▶ _Task_:
Reproduce every record below verbatim, line for line, without altering any character.

▶ _Given information_:

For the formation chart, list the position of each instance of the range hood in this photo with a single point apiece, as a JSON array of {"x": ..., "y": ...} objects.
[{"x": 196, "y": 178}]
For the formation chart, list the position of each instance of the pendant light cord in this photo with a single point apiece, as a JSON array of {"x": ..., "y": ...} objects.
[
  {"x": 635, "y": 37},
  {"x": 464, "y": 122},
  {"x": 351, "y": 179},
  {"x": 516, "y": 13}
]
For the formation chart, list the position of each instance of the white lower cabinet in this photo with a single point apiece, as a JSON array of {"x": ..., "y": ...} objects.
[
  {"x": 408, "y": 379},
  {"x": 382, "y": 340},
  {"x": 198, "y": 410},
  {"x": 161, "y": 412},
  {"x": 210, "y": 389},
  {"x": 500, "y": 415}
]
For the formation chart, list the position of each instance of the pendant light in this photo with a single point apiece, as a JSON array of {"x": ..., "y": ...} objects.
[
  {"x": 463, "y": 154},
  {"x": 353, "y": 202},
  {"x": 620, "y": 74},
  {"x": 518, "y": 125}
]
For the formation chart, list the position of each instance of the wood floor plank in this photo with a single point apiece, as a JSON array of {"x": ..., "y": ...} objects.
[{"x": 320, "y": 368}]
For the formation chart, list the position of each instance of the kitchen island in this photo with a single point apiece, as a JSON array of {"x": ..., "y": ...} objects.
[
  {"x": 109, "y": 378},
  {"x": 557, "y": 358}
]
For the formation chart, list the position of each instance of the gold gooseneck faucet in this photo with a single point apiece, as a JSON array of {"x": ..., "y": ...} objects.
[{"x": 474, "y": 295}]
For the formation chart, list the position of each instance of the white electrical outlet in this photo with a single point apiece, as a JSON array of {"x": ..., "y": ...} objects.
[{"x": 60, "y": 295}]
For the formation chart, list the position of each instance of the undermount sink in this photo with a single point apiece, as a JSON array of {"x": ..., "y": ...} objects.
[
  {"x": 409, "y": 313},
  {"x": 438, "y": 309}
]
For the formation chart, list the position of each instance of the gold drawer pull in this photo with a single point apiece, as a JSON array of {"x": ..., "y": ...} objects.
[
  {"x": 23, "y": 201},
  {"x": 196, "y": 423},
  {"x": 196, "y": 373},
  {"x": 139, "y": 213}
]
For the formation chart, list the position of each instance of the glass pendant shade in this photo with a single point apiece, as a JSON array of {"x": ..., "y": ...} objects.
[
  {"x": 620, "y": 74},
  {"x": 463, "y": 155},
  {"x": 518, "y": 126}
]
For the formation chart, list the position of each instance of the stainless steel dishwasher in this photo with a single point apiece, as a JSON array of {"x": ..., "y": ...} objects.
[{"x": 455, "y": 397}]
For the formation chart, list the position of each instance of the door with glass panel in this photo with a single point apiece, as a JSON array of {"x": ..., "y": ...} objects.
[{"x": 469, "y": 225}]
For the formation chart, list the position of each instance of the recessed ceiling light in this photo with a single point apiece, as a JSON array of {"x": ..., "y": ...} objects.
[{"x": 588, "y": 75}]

▶ _Task answer_:
For the formation chart, list the position of each instance of the range hood in this photo with a single point apiece, as a JSON array of {"x": ..., "y": ...} objects.
[{"x": 196, "y": 178}]
For the formation chart, list the position of each instance of the pendant light cord in this photo with a single point apiece, as a JSON array of {"x": ..., "y": ...} objects.
[
  {"x": 635, "y": 37},
  {"x": 464, "y": 122},
  {"x": 351, "y": 179},
  {"x": 516, "y": 13}
]
For the formation chart, list the position of each instance of the white lower cabinet in this photo with a single point apiece, as a JSON array of {"x": ..., "y": ...} objects.
[
  {"x": 408, "y": 379},
  {"x": 382, "y": 340},
  {"x": 198, "y": 410},
  {"x": 161, "y": 412},
  {"x": 210, "y": 389},
  {"x": 500, "y": 415}
]
For the formation chart, list the position of each instance of the pendant light in this photo with a single point apiece, as a JSON array of {"x": ..., "y": ...} objects.
[
  {"x": 463, "y": 154},
  {"x": 353, "y": 202},
  {"x": 620, "y": 74},
  {"x": 518, "y": 125}
]
For the formation chart, list the position of each instance of the wood floor plank in this photo with a single point apiece, as a JSON array of {"x": ..., "y": ...} objects.
[{"x": 320, "y": 368}]
For the formation chart, list the position of each instance of the kitchen island in this photo with a single point apiece, as a JSON array of {"x": ..., "y": ...} objects.
[
  {"x": 109, "y": 378},
  {"x": 557, "y": 358}
]
For the formation chart, list the position of each instance of the gold gooseneck faucet in this photo with a single point apiece, as a JSON array of {"x": ..., "y": ...} objects.
[{"x": 474, "y": 295}]
For the formation chart, list the position of each instance of the white electrical outlet in this photo with a single point apiece, as a JSON array of {"x": ..., "y": ...} objects.
[{"x": 60, "y": 295}]
For the formation chart, list the position of each instance of the undermount sink in this photo with a single point apiece, as a JSON array of {"x": ..., "y": ...} objects.
[
  {"x": 409, "y": 313},
  {"x": 438, "y": 309}
]
For the formation chart, list the position of each instance of the gold drawer pull in this photo with a single point apiece, as a JSON array of {"x": ..., "y": ...} objects.
[
  {"x": 23, "y": 201},
  {"x": 196, "y": 423},
  {"x": 196, "y": 373},
  {"x": 139, "y": 213}
]
For the formation chart, list the position of each instance of the glass pendant shade in this photo with a single point apiece, as a JSON array of {"x": ..., "y": ...} objects.
[
  {"x": 620, "y": 74},
  {"x": 463, "y": 155},
  {"x": 518, "y": 126}
]
For the formation chart, list the position of each instance of the stainless steel dishwasher in this photo with a single point apiece, as a JSON array of {"x": ..., "y": ...} objects.
[{"x": 455, "y": 397}]
For the formation chart, list the position of each instance of the door with glass panel in this photo with a single point apiece, as a JSON array of {"x": ..., "y": ...} objects.
[{"x": 469, "y": 225}]
For the formation chart, list the position of each instance of the recessed ceiling light in this photo with a single point apiece, as a JSON array of {"x": ..., "y": ...} objects.
[{"x": 588, "y": 75}]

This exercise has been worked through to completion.